▶ [EXERCISE INSTRUCTIONS] What follows is a listing. Write it all out exactly.

▶ [INFORMATION PROVIDED]
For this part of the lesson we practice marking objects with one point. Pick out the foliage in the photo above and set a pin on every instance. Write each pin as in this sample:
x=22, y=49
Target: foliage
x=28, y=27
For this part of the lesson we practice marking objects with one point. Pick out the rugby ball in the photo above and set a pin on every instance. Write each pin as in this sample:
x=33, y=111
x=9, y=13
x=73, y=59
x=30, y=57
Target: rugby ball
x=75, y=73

▶ [YOUR RESPONSE]
For this part of the lesson we practice marking objects with one point. Pick out the foliage in the photo above and set a pin on every instance. Write each pin as in this sample:
x=22, y=49
Target: foliage
x=28, y=27
For this part of the lesson we practice marking objects with one point. Pick out the rugby ball in the photo above and set a pin on every instance. Write each pin as in this sample:
x=33, y=111
x=9, y=13
x=73, y=59
x=30, y=57
Target: rugby ball
x=75, y=73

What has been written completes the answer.